(Provided text):
::::::::::

Nor was this all. There was a Durant Motors of Canada, a Durant Motors Acceptance Corporation, which was not only to finance purchases but also to underwrite storage of cars during the winter by dealers so as to guarantee prompt spring delivery, and a bank, the Liberty Bank in New York. This last item, if unusual for an automobile company, was also ominous. Durant had begun with seven million dollars, and the breakneck expansion of Durant Motors in its first three years had certainly swallowed up all that plus whatever earnings the component companies had made. The incorporation of the bank was clearly an attempt to improve Durant Motors' cash position.

The basic trouble was that Durant had nothing to offer but a name, and while it was a name with some glamor in automobile circles, it was not one to arouse enthusiasm in the money markets. The man who had twice run General Motors into a financial crisis and had been jettisoned by the DuPonts was hardly a good risk. And even if a careful investor was willing to overlook the past record, a casual inspection of Durant Motors would show that it was predominantly an assortment of makeshift and castoffs.

By 1926, although the business boom was well on its way up, Durant's combination was beginning to come unstuck. In that year the properties in Flint were sold to General Motors, and in the following spring the Long Island City factory was disposed of to Ford. Durant's reaction was characteristic. Instead of reducing his operations to a scale commensurate with his resources, he announced grandiose plans for new mergers. There was to be a new combine called Consolidated Motors, which was to unite a group of unspecified independents around the Star "exactly as Buick in 1908 was used as the nucleus and keystone of General Motors. The companies in question were later rumored to be Hupp, Chandler, Peerless, Moon, Gardner, and Jordan.

::::::::::

(Supplied data):
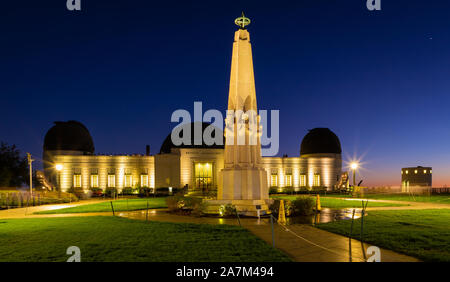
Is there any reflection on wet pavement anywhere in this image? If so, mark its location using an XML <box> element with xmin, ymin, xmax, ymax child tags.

::::::::::

(Requirements):
- 1) According to the Durant Motors passage, which bank did the company have in New York?
- 2) Reproduce verbatim the section of the Durant Motors passage starting with "Nor was this" and going on through "Motors' cash position.".
- 3) Render this sentence from the Durant Motors passage into Spanish: "In that year the properties in Flint were sold to General Motors, and in the following spring the Long Island City factory was disposed of to Ford."
Rely solely on the Durant Motors passage, not on the data.

(Task-by-task answers):
- 1) The Liberty Bank.

- 2)
Nor was this all. There was a Durant Motors of Canada, a Durant Motors Acceptance Corporation, which was not only to finance purchases but also to underwrite storage of cars during the winter by dealers so as to guarantee prompt spring delivery, and a bank, the Liberty Bank in New York. This last item, if unusual for an automobile company, was also ominous. Durant had begun with seven million dollars, and the breakneck expansion of Durant Motors in its first three years had certainly swallowed up all that plus whatever earnings the component companies had made. The incorporation of the bank was clearly an attempt to improve Durant Motors' cash position.

- 3) Ese año, las propiedades de Flint se vendieron a General Motors, y en la primavera siguiente la fábrica de Long Island City se traspasó a Ford.